_Trecho selecionado_
Muita gente tem me perguntado se acredito na autenticidade do livro. Querem atribuí-lo a trabalho de Audálio Dantas sobre notas, apontamentos de Carolina. Houve de fato algum trabalho de composição da parte de Audálio. Este declarou no prefácio que selecionou trechos dos cadernos de Carolina, suprimiu frases. Não enxertou nada. Acredito. Há nestas páginas certos erros, certas impropriedades de expressão, certos pedantismos de meia instrução primária, que são de flagrante autenticidade, impossíveis de inventar.

Não só Bandeira se deteve nas “impropriedades de expressão” de Carolina. A professora Marisa Lajolo, que contribuiu com um texto para a Antologia pessoal de versos de Carolina de Jesus, analisa mais detalhadamente o emprego de “lantejoulas do quilate de infausto, cilícios, ósculo, etc.”.

_Objetivo do exercício_
Prossiga com o texto sobre a linguagem de Carolina de Jesus a partir da última frase apresentada.

_Dados fornecidos_
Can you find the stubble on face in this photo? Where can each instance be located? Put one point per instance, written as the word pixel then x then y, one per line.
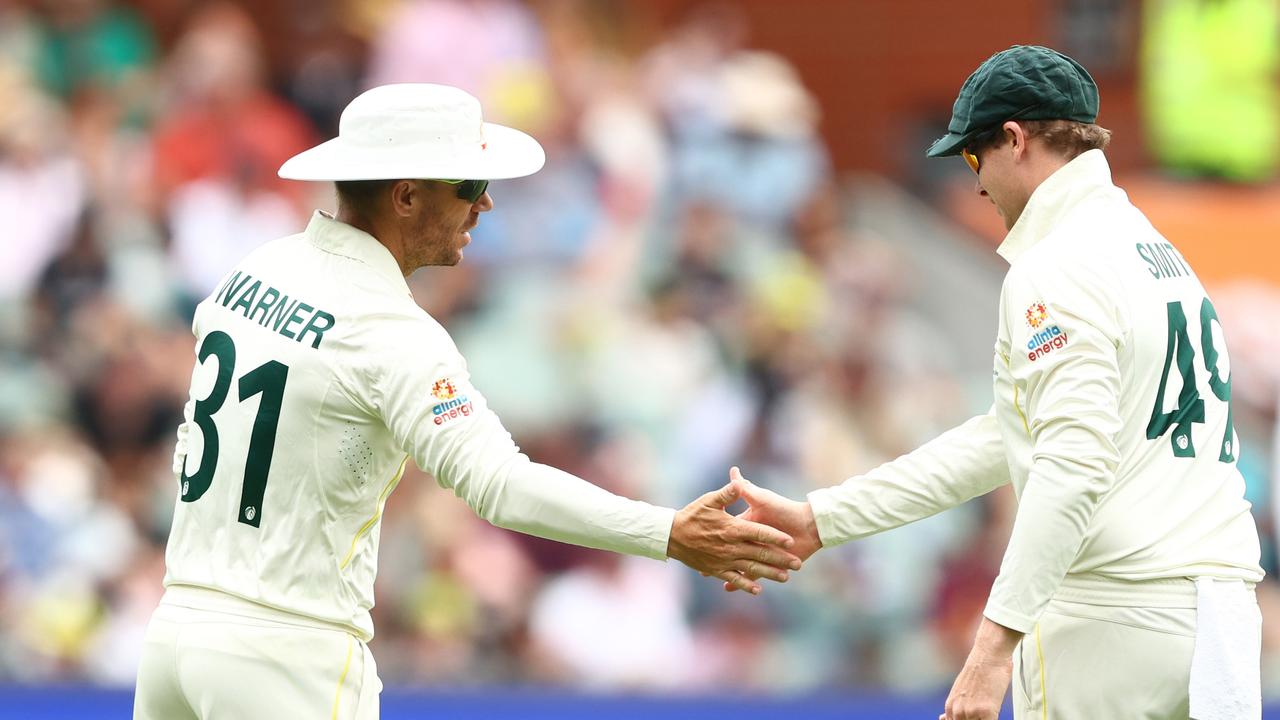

_Resposta do exercício_
A edição, póstuma, foi organizada por José Carlos Sebe Bom Meihy, que contou com textos de acadêmicos, seus pares, e colaboração do poeta Armando Freitas Filho, responsável pela fixação do texto. Foi publicado pela Universidade Federal do Rio de Janeiro em 1996, onde Carolina Maria de Jesus não soube que ia chegar.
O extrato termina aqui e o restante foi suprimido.